_What the task asks_. Transcribe without alteration everything from the line containing "work: provide the mask of every instance of the reflection" down to the end of the material, including both of those ends.

== == ==

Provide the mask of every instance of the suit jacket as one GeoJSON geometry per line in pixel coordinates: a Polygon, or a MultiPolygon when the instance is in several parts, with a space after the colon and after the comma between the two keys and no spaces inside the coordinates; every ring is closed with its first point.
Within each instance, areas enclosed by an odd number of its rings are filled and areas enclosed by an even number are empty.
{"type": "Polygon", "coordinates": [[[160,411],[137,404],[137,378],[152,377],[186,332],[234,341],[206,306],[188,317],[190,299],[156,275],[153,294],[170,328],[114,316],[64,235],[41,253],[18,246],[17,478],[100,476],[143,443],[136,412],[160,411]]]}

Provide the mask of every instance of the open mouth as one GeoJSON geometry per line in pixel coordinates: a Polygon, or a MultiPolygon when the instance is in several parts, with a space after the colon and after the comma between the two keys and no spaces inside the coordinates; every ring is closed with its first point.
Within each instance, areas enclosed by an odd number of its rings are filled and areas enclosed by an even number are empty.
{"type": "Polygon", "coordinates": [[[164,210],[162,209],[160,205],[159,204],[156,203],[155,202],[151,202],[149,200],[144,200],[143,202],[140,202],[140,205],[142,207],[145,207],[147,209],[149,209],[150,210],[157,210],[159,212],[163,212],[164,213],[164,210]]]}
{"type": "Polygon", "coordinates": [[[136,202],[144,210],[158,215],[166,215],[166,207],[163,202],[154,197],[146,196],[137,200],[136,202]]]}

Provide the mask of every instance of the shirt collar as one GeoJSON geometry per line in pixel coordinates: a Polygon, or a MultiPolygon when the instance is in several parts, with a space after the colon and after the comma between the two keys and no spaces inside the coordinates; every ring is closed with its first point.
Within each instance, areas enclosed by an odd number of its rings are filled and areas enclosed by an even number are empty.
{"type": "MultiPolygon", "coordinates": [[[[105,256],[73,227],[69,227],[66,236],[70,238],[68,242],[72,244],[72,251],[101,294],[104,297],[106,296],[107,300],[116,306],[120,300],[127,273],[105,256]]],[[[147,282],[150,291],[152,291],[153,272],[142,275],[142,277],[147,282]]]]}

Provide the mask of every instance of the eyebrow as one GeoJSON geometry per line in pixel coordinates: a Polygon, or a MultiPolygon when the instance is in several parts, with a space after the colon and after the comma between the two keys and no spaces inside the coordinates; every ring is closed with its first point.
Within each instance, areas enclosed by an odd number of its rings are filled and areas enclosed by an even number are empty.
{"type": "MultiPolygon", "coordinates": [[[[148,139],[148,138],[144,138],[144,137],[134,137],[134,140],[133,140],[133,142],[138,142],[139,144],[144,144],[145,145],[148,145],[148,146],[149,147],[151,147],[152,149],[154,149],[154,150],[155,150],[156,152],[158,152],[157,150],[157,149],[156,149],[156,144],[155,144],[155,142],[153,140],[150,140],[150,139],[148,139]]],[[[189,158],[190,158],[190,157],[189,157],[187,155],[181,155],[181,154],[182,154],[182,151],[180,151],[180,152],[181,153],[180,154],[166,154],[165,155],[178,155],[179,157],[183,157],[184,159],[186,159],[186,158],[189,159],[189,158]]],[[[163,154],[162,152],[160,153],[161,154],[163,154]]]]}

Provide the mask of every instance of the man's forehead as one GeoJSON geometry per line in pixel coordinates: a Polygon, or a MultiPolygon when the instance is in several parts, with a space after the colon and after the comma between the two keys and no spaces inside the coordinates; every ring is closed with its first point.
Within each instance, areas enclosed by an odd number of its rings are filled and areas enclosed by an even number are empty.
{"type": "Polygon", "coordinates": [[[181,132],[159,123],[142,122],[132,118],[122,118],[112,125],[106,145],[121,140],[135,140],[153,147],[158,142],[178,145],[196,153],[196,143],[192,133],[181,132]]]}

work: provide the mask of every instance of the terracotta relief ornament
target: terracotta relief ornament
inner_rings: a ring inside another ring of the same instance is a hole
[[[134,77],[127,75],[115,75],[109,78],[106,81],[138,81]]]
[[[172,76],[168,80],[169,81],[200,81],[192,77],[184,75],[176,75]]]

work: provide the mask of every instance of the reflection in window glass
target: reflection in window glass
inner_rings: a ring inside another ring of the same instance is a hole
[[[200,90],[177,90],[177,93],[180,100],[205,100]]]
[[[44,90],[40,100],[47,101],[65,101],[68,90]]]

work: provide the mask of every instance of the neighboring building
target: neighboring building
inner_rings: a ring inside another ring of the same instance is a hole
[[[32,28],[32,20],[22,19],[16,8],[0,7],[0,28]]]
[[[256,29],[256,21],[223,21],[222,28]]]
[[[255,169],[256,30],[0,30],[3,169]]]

== == ==

_Worked solution_.
work: provide the mask of every instance of the reflection in window glass
target: reflection in window glass
inner_rings: a ring inside another ring of the same instance is a hole
[[[200,90],[177,90],[177,93],[180,100],[205,100]]]
[[[44,90],[40,100],[47,101],[65,101],[68,90]]]

work: provide the mask of every instance of the neighboring building
target: neighboring building
inner_rings: a ring inside another ring of the same instance is a hole
[[[32,28],[32,20],[22,19],[16,8],[0,7],[0,28]]]
[[[256,29],[256,21],[223,21],[222,28]]]
[[[255,169],[256,30],[0,30],[3,169]]]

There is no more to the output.